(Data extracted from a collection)
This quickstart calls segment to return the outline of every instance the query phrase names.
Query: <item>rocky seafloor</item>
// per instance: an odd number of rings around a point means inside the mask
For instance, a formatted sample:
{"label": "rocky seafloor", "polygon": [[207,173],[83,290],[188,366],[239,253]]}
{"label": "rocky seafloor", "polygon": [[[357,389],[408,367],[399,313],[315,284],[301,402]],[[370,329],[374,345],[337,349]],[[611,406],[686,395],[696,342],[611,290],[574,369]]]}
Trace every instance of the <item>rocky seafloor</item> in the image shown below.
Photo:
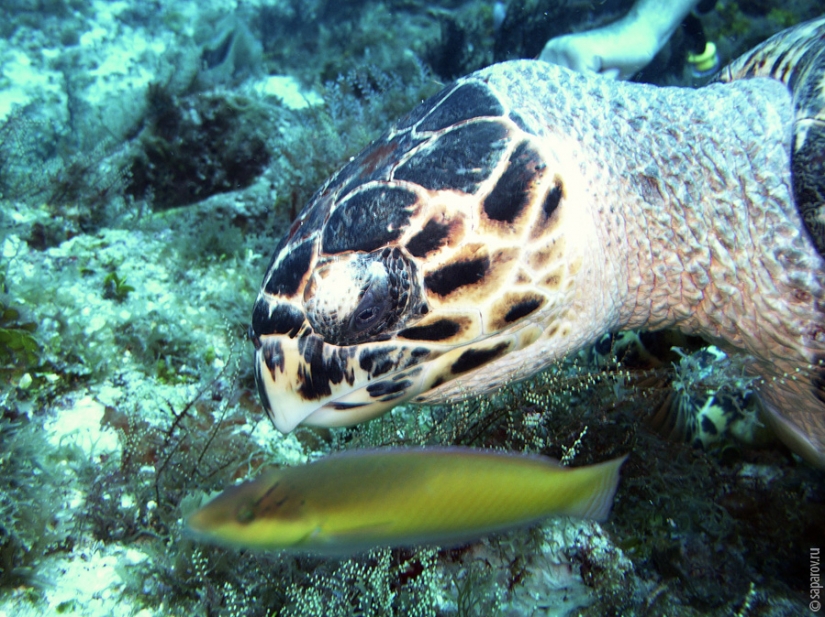
{"label": "rocky seafloor", "polygon": [[[324,178],[449,80],[629,4],[3,2],[0,617],[806,614],[823,474],[771,442],[657,434],[674,384],[708,379],[690,363],[582,354],[493,397],[286,436],[255,394],[252,303]],[[817,10],[702,19],[729,59]],[[700,85],[680,45],[641,77]],[[603,524],[351,559],[184,530],[263,465],[389,444],[630,457]]]}

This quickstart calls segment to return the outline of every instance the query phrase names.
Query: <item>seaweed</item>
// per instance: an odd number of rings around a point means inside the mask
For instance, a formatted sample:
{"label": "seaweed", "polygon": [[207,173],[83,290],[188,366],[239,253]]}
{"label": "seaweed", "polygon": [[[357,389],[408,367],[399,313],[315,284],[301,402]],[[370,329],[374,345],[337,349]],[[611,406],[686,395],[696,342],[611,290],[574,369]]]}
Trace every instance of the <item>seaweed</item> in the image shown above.
{"label": "seaweed", "polygon": [[20,311],[0,298],[0,364],[8,369],[35,366],[40,345],[33,336],[37,323],[22,317]]}
{"label": "seaweed", "polygon": [[115,302],[123,302],[135,290],[126,283],[126,277],[119,277],[117,272],[109,272],[103,279],[103,297]]}
{"label": "seaweed", "polygon": [[123,212],[126,170],[116,140],[108,135],[79,148],[49,111],[46,101],[34,101],[0,120],[0,199],[32,210],[22,235],[37,250],[95,231]]}
{"label": "seaweed", "polygon": [[248,187],[270,162],[273,112],[253,99],[228,91],[178,97],[153,83],[147,107],[126,194],[155,210]]}
{"label": "seaweed", "polygon": [[0,588],[41,586],[44,558],[72,549],[72,477],[85,462],[54,447],[41,427],[8,405],[0,416]]}

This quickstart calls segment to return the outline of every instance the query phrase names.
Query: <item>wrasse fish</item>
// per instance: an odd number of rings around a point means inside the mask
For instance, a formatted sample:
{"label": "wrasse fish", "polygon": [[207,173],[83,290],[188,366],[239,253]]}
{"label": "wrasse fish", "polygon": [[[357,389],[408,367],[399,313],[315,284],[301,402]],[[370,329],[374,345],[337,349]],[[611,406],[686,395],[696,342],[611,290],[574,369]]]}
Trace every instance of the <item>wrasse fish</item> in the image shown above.
{"label": "wrasse fish", "polygon": [[562,467],[471,448],[390,448],[271,469],[228,488],[187,523],[244,548],[352,554],[455,544],[553,515],[607,517],[626,457]]}

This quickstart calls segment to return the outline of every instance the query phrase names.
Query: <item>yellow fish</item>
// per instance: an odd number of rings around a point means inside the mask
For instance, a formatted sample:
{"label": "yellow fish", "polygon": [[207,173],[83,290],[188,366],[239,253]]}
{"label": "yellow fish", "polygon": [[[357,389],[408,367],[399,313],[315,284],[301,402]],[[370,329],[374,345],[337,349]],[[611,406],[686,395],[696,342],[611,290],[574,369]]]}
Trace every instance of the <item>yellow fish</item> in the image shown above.
{"label": "yellow fish", "polygon": [[358,450],[266,471],[187,523],[244,548],[343,555],[456,544],[552,515],[606,518],[625,458],[568,468],[471,448]]}

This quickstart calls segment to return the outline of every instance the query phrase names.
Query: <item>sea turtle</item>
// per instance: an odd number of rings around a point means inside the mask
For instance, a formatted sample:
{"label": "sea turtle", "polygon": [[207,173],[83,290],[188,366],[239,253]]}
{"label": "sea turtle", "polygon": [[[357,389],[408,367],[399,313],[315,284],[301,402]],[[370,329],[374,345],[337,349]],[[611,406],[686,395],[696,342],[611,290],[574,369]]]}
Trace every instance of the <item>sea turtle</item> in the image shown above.
{"label": "sea turtle", "polygon": [[475,395],[622,329],[752,360],[780,437],[825,466],[825,18],[700,89],[504,62],[330,178],[252,314],[284,432]]}

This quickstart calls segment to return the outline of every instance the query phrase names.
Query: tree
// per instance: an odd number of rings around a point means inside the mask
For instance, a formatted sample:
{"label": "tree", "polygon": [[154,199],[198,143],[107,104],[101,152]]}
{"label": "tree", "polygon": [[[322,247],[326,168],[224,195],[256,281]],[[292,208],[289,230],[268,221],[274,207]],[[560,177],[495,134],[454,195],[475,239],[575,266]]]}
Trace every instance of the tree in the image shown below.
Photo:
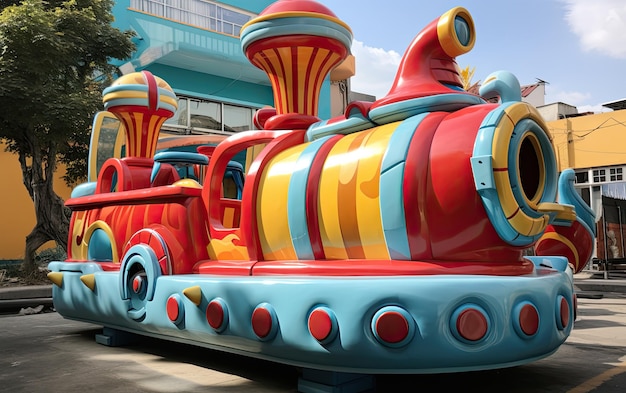
{"label": "tree", "polygon": [[33,200],[37,222],[22,265],[32,273],[44,243],[67,251],[70,214],[53,189],[57,163],[68,164],[67,182],[78,180],[91,120],[115,72],[109,61],[129,57],[134,45],[131,32],[111,26],[112,0],[15,3],[3,2],[0,13],[0,139],[17,155]]}

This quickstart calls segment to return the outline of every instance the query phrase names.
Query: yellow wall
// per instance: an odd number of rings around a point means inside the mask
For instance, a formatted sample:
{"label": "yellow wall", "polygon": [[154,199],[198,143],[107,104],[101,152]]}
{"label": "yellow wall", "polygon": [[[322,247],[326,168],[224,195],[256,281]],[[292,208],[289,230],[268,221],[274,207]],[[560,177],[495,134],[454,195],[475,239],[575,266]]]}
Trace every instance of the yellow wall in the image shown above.
{"label": "yellow wall", "polygon": [[[35,210],[22,183],[17,155],[6,152],[5,148],[6,145],[0,143],[0,260],[22,259],[26,235],[35,226]],[[71,189],[61,179],[64,173],[65,167],[60,166],[57,169],[54,189],[61,198],[67,199]],[[54,243],[46,246],[54,246]]]}
{"label": "yellow wall", "polygon": [[559,170],[626,163],[626,110],[550,121]]}

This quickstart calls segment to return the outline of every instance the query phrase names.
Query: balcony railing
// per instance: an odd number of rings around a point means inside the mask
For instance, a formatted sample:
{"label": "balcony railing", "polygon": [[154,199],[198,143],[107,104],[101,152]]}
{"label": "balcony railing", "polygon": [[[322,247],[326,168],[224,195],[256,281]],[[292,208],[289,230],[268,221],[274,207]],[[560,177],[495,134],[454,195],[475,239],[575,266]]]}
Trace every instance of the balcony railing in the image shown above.
{"label": "balcony railing", "polygon": [[255,14],[203,0],[131,0],[132,9],[175,22],[239,36]]}

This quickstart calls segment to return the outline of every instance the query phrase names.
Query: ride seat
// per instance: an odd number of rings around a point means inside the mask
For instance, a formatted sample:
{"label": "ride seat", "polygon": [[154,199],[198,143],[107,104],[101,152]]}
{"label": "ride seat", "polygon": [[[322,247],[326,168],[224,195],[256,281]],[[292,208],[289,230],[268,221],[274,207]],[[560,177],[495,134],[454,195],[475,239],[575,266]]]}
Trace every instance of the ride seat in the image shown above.
{"label": "ride seat", "polygon": [[168,186],[180,180],[174,165],[165,162],[155,162],[150,175],[152,187]]}

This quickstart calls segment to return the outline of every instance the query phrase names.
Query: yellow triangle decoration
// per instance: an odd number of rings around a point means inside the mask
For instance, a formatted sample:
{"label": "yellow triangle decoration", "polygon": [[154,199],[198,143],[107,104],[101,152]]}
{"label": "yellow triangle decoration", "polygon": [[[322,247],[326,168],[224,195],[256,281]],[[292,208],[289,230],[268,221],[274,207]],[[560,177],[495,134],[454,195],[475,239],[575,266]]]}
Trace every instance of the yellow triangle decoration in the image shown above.
{"label": "yellow triangle decoration", "polygon": [[196,306],[199,306],[200,302],[202,302],[202,289],[200,289],[199,285],[183,289],[183,295],[185,295],[187,299],[191,300]]}
{"label": "yellow triangle decoration", "polygon": [[80,276],[80,281],[83,282],[83,284],[85,284],[85,286],[89,289],[91,289],[91,291],[94,291],[96,289],[96,275],[95,274],[85,274],[83,276]]}
{"label": "yellow triangle decoration", "polygon": [[48,273],[48,279],[52,281],[59,288],[63,286],[63,273],[61,272]]}

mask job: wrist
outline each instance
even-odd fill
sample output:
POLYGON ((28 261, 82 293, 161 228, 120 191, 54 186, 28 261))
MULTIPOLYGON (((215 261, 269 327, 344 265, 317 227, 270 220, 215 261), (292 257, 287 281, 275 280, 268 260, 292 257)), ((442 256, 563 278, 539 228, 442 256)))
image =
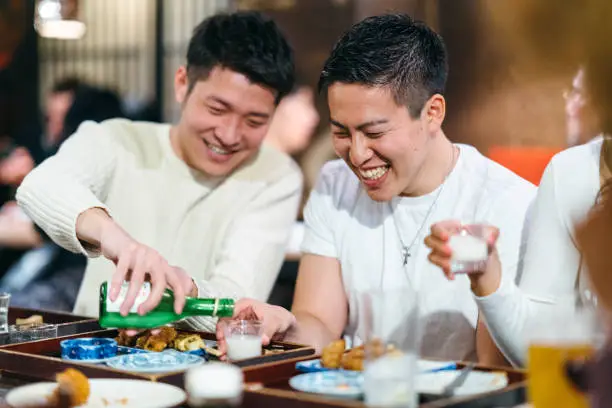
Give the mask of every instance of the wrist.
POLYGON ((189 297, 199 297, 200 296, 200 287, 198 286, 194 278, 189 279, 189 287, 186 293, 187 293, 187 296, 189 297))
POLYGON ((82 212, 76 222, 77 238, 89 245, 100 247, 102 237, 108 235, 117 224, 102 208, 90 208, 82 212))
POLYGON ((468 275, 470 278, 470 289, 477 297, 492 295, 499 289, 501 284, 501 262, 497 250, 493 248, 486 270, 483 273, 468 275))
POLYGON ((489 296, 497 291, 501 279, 487 276, 486 273, 478 273, 469 275, 470 289, 477 297, 489 296))

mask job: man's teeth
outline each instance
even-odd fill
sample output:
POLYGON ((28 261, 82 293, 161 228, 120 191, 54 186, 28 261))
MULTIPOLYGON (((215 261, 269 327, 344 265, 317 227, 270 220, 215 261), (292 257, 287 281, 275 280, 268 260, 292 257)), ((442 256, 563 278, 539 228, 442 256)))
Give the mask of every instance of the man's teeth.
POLYGON ((389 170, 389 166, 380 166, 375 169, 359 170, 361 176, 368 180, 376 180, 385 175, 389 170))
POLYGON ((228 152, 227 150, 223 150, 222 148, 217 147, 215 145, 209 144, 208 147, 210 148, 210 150, 217 154, 230 154, 230 152, 228 152))

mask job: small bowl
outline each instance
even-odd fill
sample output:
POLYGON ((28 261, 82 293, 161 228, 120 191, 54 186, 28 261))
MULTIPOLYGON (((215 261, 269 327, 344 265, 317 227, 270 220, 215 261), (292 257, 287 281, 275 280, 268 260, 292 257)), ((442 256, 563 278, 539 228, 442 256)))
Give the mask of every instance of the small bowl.
POLYGON ((62 358, 69 360, 102 360, 117 355, 117 342, 105 338, 81 338, 60 342, 62 358))
POLYGON ((25 343, 54 337, 57 337, 57 325, 55 324, 29 323, 20 326, 14 324, 9 327, 11 343, 25 343))

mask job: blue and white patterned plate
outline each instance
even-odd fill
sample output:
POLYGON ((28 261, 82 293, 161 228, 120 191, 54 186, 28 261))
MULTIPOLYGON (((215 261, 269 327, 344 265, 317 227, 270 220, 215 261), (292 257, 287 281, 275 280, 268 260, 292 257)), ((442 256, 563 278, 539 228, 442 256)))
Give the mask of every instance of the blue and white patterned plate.
MULTIPOLYGON (((454 370, 457 364, 454 361, 433 361, 433 360, 418 360, 417 367, 421 373, 431 373, 436 371, 454 370)), ((320 371, 343 371, 325 368, 321 365, 320 359, 300 361, 295 364, 295 368, 303 373, 316 373, 320 371)))
POLYGON ((176 350, 159 353, 125 354, 106 361, 106 365, 117 370, 140 373, 166 373, 182 371, 204 363, 206 359, 176 350))
POLYGON ((343 398, 359 398, 363 393, 362 384, 363 375, 357 371, 319 371, 289 380, 289 385, 298 391, 343 398))

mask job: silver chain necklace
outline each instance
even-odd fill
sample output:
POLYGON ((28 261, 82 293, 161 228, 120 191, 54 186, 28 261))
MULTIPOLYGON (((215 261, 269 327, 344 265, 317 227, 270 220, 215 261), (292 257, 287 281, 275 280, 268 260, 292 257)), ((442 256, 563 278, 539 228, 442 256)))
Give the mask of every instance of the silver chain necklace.
POLYGON ((389 208, 391 209, 391 214, 393 216, 393 223, 395 224, 395 231, 397 232, 397 237, 400 241, 400 246, 401 246, 401 253, 402 253, 402 265, 406 266, 408 264, 408 258, 410 258, 412 256, 412 247, 414 246, 414 244, 416 244, 417 239, 419 238, 419 236, 421 235, 421 231, 423 230, 423 228, 425 227, 427 220, 429 219, 429 216, 431 215, 431 212, 433 211, 434 207, 436 206, 436 203, 438 202, 438 198, 440 198, 440 194, 442 194, 442 190, 444 190, 444 186, 446 185, 446 181, 448 180, 448 177, 450 176, 452 170, 453 170, 453 165, 455 164, 455 146, 453 145, 453 149, 452 149, 452 156, 451 156, 451 162, 450 162, 450 166, 449 169, 446 173, 446 176, 444 177, 444 181, 442 181, 442 185, 440 186, 440 189, 438 190, 438 193, 436 194, 436 198, 434 198, 433 203, 431 203, 431 205, 429 206, 429 209, 427 210, 427 213, 425 214, 425 218, 423 218, 423 222, 421 223, 421 226, 419 227, 419 229, 417 230, 417 233, 414 236, 414 239, 412 240, 412 242, 410 243, 410 245, 406 246, 406 244, 404 243, 404 240, 402 239, 402 234, 400 232, 400 228, 399 228, 399 223, 397 222, 397 217, 395 214, 395 211, 393 209, 393 206, 391 205, 391 202, 389 202, 389 208))

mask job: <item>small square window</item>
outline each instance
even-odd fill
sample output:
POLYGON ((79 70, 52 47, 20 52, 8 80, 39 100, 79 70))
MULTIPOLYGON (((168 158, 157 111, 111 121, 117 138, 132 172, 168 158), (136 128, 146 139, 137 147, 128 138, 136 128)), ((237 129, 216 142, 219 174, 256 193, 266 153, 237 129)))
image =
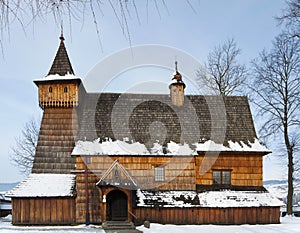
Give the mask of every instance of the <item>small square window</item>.
POLYGON ((213 184, 221 184, 221 171, 213 171, 213 184))
POLYGON ((165 169, 164 167, 156 167, 154 168, 155 172, 155 181, 165 181, 165 169))

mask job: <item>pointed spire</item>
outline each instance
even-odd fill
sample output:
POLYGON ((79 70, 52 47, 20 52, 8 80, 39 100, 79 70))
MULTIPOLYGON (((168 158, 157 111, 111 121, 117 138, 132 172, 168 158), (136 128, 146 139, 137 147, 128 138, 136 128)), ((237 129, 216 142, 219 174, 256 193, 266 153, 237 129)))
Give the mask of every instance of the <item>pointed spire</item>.
POLYGON ((60 76, 64 76, 66 74, 74 74, 65 44, 64 44, 64 36, 61 32, 60 39, 60 45, 58 47, 58 50, 56 52, 56 56, 54 58, 54 61, 52 63, 52 66, 49 70, 48 75, 50 74, 59 74, 60 76))

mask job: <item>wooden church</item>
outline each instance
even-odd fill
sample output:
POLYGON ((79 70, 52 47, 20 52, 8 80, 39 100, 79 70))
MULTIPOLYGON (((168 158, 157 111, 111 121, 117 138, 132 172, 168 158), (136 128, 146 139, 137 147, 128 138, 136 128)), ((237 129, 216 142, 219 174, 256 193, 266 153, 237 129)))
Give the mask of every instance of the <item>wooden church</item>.
POLYGON ((43 109, 32 174, 10 191, 15 225, 280 223, 242 96, 87 93, 60 45, 35 80, 43 109))

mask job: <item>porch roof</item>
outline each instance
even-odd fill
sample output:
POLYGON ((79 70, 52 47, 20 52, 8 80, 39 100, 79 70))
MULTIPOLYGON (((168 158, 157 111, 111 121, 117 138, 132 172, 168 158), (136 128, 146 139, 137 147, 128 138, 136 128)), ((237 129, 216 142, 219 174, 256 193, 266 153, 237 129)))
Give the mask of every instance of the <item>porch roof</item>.
POLYGON ((261 207, 284 203, 268 192, 256 191, 145 191, 137 190, 140 207, 261 207))
POLYGON ((75 175, 30 174, 8 197, 71 197, 74 196, 75 175))

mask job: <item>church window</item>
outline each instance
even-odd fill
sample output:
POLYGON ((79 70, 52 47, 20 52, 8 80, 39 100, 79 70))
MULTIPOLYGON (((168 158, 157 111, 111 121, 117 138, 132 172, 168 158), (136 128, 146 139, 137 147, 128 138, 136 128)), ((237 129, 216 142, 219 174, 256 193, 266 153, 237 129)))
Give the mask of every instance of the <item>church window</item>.
POLYGON ((231 171, 213 171, 213 184, 231 184, 231 171))
POLYGON ((156 167, 154 168, 155 172, 155 181, 165 181, 165 168, 164 167, 156 167))
POLYGON ((68 88, 67 87, 64 88, 64 92, 68 92, 68 88))
POLYGON ((52 93, 52 87, 49 87, 49 92, 52 93))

§ **Your assignment**:
Give back the opening line of the records above and every line after it, up to and including the one with "Trace every instance of the <item>rocky", unchanged.

§ **Exercise answer**:
This quickstart calls segment to return the outline of every instance the query phrase names.
Query: <item>rocky seafloor</item>
// per instance: an odd number of rings around a point means inside the mask
For instance, a formatted sample:
{"label": "rocky seafloor", "polygon": [[207,173],[83,290],[188,366],[239,253]]}
{"label": "rocky seafloor", "polygon": [[[357,389],[408,367],[399,313],[315,284],[301,402]],[[370,329],[374,345],[337,349]],[[611,406],[686,395],[696,342],[611,290],[574,369]]]}
Trace every instance of the <item>rocky seafloor</item> in the image shown below.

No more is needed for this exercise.